• [RECORD LIST]
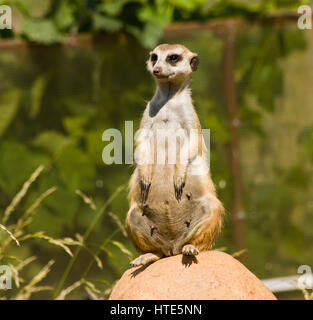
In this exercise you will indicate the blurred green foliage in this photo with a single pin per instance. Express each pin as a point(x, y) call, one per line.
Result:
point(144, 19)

--

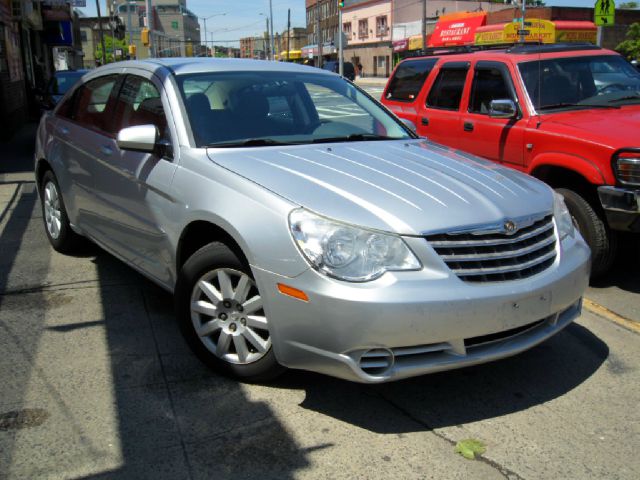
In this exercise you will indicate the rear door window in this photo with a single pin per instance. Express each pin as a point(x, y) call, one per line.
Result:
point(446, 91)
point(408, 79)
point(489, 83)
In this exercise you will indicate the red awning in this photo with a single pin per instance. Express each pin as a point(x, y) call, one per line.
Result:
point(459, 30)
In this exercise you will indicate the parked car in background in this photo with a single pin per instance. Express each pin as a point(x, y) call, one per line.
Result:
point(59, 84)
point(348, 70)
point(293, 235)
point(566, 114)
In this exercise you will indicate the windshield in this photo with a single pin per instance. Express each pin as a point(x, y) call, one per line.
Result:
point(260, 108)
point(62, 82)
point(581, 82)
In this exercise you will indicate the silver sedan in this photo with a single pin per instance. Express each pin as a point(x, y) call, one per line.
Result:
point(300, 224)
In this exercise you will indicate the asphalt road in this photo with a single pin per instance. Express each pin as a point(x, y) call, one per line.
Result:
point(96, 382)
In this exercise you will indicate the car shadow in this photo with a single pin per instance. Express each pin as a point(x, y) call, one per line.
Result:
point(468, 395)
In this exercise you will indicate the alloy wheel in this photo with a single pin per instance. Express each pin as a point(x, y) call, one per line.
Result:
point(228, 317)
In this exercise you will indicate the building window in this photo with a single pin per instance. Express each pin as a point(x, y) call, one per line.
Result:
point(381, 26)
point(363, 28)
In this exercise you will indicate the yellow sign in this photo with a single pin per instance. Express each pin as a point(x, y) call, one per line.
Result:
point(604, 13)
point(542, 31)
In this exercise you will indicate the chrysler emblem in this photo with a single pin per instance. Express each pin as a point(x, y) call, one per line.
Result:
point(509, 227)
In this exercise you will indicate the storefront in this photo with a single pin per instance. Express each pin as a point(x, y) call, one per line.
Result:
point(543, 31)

• [PROMPT] Rewrite the stretch of the data above from the line containing "In this exercise you will indicate the alloy" through the line containing "point(228, 317)", both ends included, as a numbered list with blank lines omitted.

• [FULL SOLUTION]
1. In this exercise you will indicate the alloy wheel in this photo with a single pin per instance. Express each pin as a point(x, y) call, one per line.
2. Result:
3. point(228, 317)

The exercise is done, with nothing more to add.